Update all invocations to use the new context. The changes are all fairly simple, but there are a lot of them.
Supporting minor changes:
- Patch bump for all nodes that use the context
- Update invocation processor to provide new context
- Minor change to `EventServiceBase` to accept a node's ID instead of the dict version of a node
- Minor change to `ModelManagerService` to support the new wrapped context
- Fanagling of imports to avoid circular dependencies
Methods `get_node` and `complete` were typed as returning a dynamically created unions `InvocationsUnion` and `InvocationOutputsUnion`, respectively.
Static type analysers cannot work with dynamic objects, so these methods end up as effectively un-annotated, returning `Unknown`.
They now return `BaseInvocation` and `BaseInvocationOutput`, respectively, which are the superclasses of all members of each union. This gives us the best type annotation that is possible.
Note: the return types of these methods are never introspected, so it doesn't really matter what they are at runtime.
The change to memory session storage brings a subtle behaviour change.
Previously, we serialized and deserialized everything (e.g. field state, invocation outputs, etc) constantly. The meant we were effectively working with deep-copied objects at all time. We could mutate objects freely without worrying about other references to the object.
With memory storage, objects are now passed around by reference, and we cannot handle them in the same way.
This is problematic for nodes that mutate their own inputs. There are two ways this causes a problem:
- An output is used as input for multiple nodes. If the first node mutates the output object while `invoke`ing, the next node will get the mutated object.
- The invocation cache stores live python objects. When a node mutates an output pulled from the cache, the next node that uses the cached object will get the mutated object.
The solution is to deep-copy a node's inputs as they are set, effectively reproducing the same behaviour as we had with the SQLite session storage. Nodes can safely mutate their inputs and those changes never leave the node's scope.
Closes #5665

·····

▶ Aim A:
Do these statements agree with the change notes? For each, answer yes or no and quote the deciding words from the notes.
(i) `get_node` and `complete` now return `BaseInvocation` and `BaseInvocationOutput`.
(ii) With memory storage, objects are passed around by value.
(iii) The fix deep-copies a node's outputs when they are returned.
The change notes and the rows have no connection to each other.

·····

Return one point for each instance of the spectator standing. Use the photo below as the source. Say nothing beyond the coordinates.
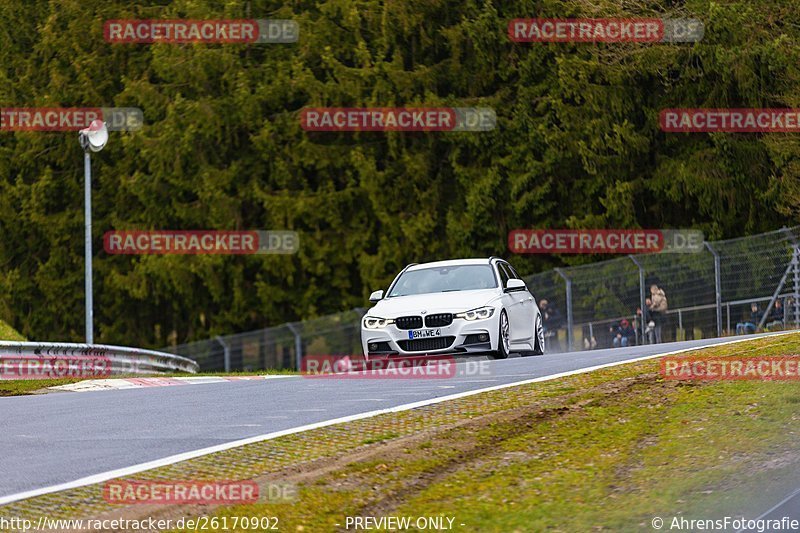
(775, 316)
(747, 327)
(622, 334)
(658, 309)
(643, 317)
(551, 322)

·····

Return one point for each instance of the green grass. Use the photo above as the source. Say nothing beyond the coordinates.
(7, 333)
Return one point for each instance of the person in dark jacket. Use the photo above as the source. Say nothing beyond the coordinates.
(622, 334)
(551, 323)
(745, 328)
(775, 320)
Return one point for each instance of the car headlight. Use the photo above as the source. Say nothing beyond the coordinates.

·····

▶ Aim B:
Rewrite only the rows starting at the line containing "Return one point for each instance of the person" and ending at the line containing "Return one point for each instance of the car". Swap "coordinates" for "point locations" and leave everything else unchanged.

▶ Correct result A:
(i) Yes: "They now return `BaseInvocation` and `BaseInvocationOutput`, respectively"
(ii) No: "With memory storage, objects are now passed around by reference"
(iii) No: "The solution is to deep-copy a node's inputs as they are set"

▶ Correct result B:
Return one point for each instance of the person in dark jacket. Use the photo above as the source. Say nothing beyond the point locations.
(622, 334)
(551, 323)
(745, 328)
(775, 320)
Return one point for each instance of the car headlight. Use the photo above as the source. Say nothing beyond the point locations.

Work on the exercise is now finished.